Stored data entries

——————

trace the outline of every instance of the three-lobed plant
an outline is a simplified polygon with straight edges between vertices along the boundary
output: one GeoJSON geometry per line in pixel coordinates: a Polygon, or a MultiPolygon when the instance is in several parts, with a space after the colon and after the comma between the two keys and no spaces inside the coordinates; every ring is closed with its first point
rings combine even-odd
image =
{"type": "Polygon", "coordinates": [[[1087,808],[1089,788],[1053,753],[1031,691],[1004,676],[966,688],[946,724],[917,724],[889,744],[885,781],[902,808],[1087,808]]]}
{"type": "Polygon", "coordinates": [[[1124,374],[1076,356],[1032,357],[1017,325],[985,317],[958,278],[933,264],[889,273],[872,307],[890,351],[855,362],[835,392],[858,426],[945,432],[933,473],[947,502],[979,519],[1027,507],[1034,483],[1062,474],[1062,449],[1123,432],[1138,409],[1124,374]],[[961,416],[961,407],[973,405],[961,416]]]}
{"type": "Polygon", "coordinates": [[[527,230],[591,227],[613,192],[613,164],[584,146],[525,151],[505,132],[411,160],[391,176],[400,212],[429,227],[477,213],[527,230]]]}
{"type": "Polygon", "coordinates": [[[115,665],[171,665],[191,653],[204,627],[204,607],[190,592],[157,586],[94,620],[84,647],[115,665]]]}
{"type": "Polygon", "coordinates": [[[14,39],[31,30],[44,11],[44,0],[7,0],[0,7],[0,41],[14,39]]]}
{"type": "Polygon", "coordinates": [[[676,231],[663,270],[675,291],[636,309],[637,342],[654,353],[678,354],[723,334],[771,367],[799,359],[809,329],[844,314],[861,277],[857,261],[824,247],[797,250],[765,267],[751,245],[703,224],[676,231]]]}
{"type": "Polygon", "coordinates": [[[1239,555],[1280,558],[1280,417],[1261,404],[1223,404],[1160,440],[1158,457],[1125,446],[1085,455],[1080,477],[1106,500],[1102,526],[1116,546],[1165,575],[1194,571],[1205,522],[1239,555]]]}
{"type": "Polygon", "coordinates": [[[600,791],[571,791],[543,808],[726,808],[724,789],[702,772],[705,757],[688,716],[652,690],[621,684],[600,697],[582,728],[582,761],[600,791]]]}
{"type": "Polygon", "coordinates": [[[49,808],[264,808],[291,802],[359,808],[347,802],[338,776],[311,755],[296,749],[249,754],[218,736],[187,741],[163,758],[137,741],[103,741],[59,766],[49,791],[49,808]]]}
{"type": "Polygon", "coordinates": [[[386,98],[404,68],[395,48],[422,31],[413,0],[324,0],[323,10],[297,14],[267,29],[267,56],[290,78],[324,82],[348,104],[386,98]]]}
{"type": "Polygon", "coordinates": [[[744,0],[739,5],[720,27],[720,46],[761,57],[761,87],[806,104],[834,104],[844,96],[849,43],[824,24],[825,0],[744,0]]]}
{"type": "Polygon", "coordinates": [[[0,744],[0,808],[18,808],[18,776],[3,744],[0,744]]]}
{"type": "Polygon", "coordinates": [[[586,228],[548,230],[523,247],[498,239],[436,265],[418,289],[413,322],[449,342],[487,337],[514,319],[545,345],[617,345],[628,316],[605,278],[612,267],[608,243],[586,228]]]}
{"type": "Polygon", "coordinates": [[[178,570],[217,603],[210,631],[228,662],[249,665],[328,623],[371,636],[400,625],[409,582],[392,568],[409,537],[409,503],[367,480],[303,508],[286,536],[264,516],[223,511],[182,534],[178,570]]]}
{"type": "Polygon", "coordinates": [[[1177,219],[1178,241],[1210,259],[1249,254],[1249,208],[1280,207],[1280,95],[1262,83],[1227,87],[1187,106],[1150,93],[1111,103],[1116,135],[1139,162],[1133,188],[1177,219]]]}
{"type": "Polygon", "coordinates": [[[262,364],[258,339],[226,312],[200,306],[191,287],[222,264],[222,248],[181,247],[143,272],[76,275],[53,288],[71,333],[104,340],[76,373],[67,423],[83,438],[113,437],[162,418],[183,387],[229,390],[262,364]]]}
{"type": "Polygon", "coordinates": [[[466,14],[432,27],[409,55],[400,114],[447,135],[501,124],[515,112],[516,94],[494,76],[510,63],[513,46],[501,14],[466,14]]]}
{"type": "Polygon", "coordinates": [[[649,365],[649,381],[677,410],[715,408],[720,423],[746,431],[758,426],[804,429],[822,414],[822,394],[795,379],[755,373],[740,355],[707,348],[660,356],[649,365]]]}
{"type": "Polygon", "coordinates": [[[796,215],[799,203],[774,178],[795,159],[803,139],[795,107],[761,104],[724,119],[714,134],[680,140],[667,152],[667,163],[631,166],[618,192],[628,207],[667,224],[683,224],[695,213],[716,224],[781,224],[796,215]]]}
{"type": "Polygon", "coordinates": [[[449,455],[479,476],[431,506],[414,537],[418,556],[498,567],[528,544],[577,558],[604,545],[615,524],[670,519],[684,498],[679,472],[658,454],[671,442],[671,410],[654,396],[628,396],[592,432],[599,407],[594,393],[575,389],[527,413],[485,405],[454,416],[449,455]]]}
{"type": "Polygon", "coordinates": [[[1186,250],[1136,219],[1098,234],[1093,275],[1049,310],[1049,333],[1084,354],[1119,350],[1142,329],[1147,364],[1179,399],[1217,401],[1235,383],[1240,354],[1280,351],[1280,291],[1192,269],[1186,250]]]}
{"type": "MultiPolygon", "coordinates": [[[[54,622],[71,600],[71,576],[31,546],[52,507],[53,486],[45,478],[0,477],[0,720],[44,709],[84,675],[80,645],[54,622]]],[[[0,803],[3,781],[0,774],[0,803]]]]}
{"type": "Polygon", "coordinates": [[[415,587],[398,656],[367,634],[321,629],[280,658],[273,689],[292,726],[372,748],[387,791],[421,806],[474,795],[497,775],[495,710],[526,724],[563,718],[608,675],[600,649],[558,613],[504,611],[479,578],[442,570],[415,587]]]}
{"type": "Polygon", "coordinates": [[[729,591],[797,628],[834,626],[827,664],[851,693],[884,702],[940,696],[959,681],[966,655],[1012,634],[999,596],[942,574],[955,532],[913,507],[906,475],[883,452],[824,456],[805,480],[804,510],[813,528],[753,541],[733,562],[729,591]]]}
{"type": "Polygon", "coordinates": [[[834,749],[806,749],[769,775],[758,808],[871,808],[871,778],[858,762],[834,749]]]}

——————

A verbatim copy of the records above should be returned.

trace the outline of every instance of the three-lobed plant
an outline is a simplified polygon with straight edges between vertices along the boundary
output: one GeoJSON geometry per line in pixel coordinates: a Polygon, or a MultiPolygon when the instance is in several parts, with a space after the colon and after the comma between the two keys and no spaces inside the coordinates; every ring is closed with its first point
rings combine even-odd
image =
{"type": "Polygon", "coordinates": [[[1087,808],[1089,788],[1053,753],[1031,691],[1004,676],[966,688],[946,724],[917,724],[889,744],[885,781],[902,808],[1087,808]]]}
{"type": "Polygon", "coordinates": [[[1124,374],[1076,356],[1032,357],[1017,325],[985,317],[958,278],[933,264],[889,273],[872,307],[890,351],[855,362],[835,392],[858,426],[945,432],[933,473],[947,502],[979,519],[1027,507],[1034,483],[1062,474],[1062,449],[1123,432],[1138,409],[1124,374]],[[961,416],[961,407],[973,405],[961,416]]]}
{"type": "Polygon", "coordinates": [[[527,230],[591,227],[613,192],[613,164],[584,146],[525,151],[505,132],[411,160],[391,176],[400,212],[429,227],[477,213],[527,230]]]}
{"type": "Polygon", "coordinates": [[[115,665],[171,665],[191,653],[204,627],[204,607],[190,592],[157,586],[94,620],[84,647],[115,665]]]}
{"type": "Polygon", "coordinates": [[[14,39],[31,30],[44,11],[44,0],[7,0],[0,7],[0,41],[14,39]]]}
{"type": "Polygon", "coordinates": [[[676,231],[663,270],[675,291],[636,309],[637,342],[654,353],[678,354],[723,334],[771,367],[799,359],[809,329],[844,314],[861,277],[857,261],[824,247],[797,250],[765,267],[751,245],[703,224],[676,231]]]}
{"type": "Polygon", "coordinates": [[[1239,555],[1280,558],[1280,417],[1261,404],[1223,404],[1160,440],[1158,457],[1125,446],[1085,455],[1080,477],[1106,500],[1102,526],[1116,546],[1165,575],[1194,571],[1205,522],[1239,555]]]}
{"type": "Polygon", "coordinates": [[[600,791],[571,791],[543,808],[726,808],[724,789],[702,772],[705,757],[688,716],[652,690],[621,684],[600,697],[582,728],[582,761],[600,791]]]}
{"type": "Polygon", "coordinates": [[[49,808],[264,808],[291,802],[359,808],[347,802],[338,776],[311,755],[296,749],[249,754],[218,736],[187,741],[163,758],[137,741],[103,741],[59,766],[49,791],[49,808]]]}
{"type": "Polygon", "coordinates": [[[386,98],[404,68],[395,48],[422,31],[413,0],[324,0],[323,10],[297,14],[267,29],[267,56],[290,78],[324,82],[348,104],[386,98]]]}
{"type": "Polygon", "coordinates": [[[744,0],[739,5],[720,27],[720,46],[761,57],[761,87],[806,104],[834,104],[844,96],[849,43],[824,24],[825,0],[744,0]]]}
{"type": "Polygon", "coordinates": [[[0,744],[0,808],[18,808],[18,776],[3,744],[0,744]]]}
{"type": "Polygon", "coordinates": [[[586,228],[548,230],[523,247],[498,239],[436,265],[418,289],[413,322],[449,342],[487,337],[514,319],[545,345],[617,345],[628,316],[605,278],[612,267],[608,243],[586,228]]]}
{"type": "Polygon", "coordinates": [[[178,570],[217,603],[210,631],[228,662],[249,665],[328,623],[371,636],[400,625],[409,582],[392,568],[409,537],[409,503],[367,480],[303,508],[286,536],[264,516],[223,511],[182,534],[178,570]]]}
{"type": "Polygon", "coordinates": [[[1177,219],[1178,241],[1210,259],[1249,254],[1249,208],[1280,207],[1280,95],[1262,83],[1227,87],[1187,106],[1150,93],[1111,103],[1116,135],[1139,162],[1133,188],[1177,219]]]}
{"type": "Polygon", "coordinates": [[[262,364],[258,339],[226,312],[200,306],[191,287],[222,264],[222,248],[181,247],[143,272],[76,275],[53,288],[71,333],[104,340],[76,373],[67,423],[83,438],[113,437],[162,418],[183,387],[229,390],[262,364]]]}
{"type": "Polygon", "coordinates": [[[466,14],[432,27],[409,55],[400,114],[447,135],[501,124],[515,112],[516,94],[494,76],[510,63],[513,46],[501,14],[466,14]]]}
{"type": "Polygon", "coordinates": [[[649,365],[649,381],[677,410],[715,408],[720,423],[746,431],[758,426],[804,429],[822,414],[822,394],[795,379],[755,373],[740,355],[707,348],[660,356],[649,365]]]}
{"type": "Polygon", "coordinates": [[[796,215],[799,203],[774,178],[795,159],[803,139],[795,107],[761,104],[724,119],[714,134],[680,140],[667,152],[667,163],[631,166],[618,192],[628,207],[667,224],[683,224],[695,213],[716,224],[781,224],[796,215]]]}
{"type": "Polygon", "coordinates": [[[449,455],[479,476],[431,506],[414,537],[418,556],[498,567],[528,544],[577,558],[604,545],[615,524],[670,519],[684,498],[679,472],[658,454],[671,442],[671,410],[654,396],[628,396],[592,432],[599,407],[594,393],[575,389],[527,413],[485,405],[454,416],[449,455]]]}
{"type": "Polygon", "coordinates": [[[1186,250],[1136,219],[1098,234],[1093,275],[1049,310],[1049,333],[1084,354],[1119,350],[1142,329],[1147,364],[1179,399],[1217,401],[1235,383],[1240,354],[1280,351],[1280,291],[1192,269],[1186,250]]]}
{"type": "MultiPolygon", "coordinates": [[[[54,622],[71,600],[71,576],[31,546],[52,507],[53,486],[45,478],[0,477],[0,720],[44,709],[84,675],[80,645],[54,622]]],[[[0,803],[3,781],[0,774],[0,803]]]]}
{"type": "Polygon", "coordinates": [[[415,587],[398,656],[367,634],[321,629],[280,658],[273,689],[292,726],[372,748],[387,791],[421,806],[474,795],[497,775],[495,710],[526,724],[563,718],[608,675],[600,649],[558,613],[504,611],[479,578],[442,570],[415,587]]]}
{"type": "Polygon", "coordinates": [[[729,591],[797,628],[834,626],[827,664],[851,693],[884,702],[940,696],[959,681],[966,655],[1012,634],[999,596],[942,574],[955,532],[913,507],[906,475],[883,452],[824,456],[805,480],[804,510],[813,528],[753,541],[733,562],[729,591]]]}
{"type": "Polygon", "coordinates": [[[834,749],[806,749],[769,775],[758,808],[871,808],[871,778],[858,762],[834,749]]]}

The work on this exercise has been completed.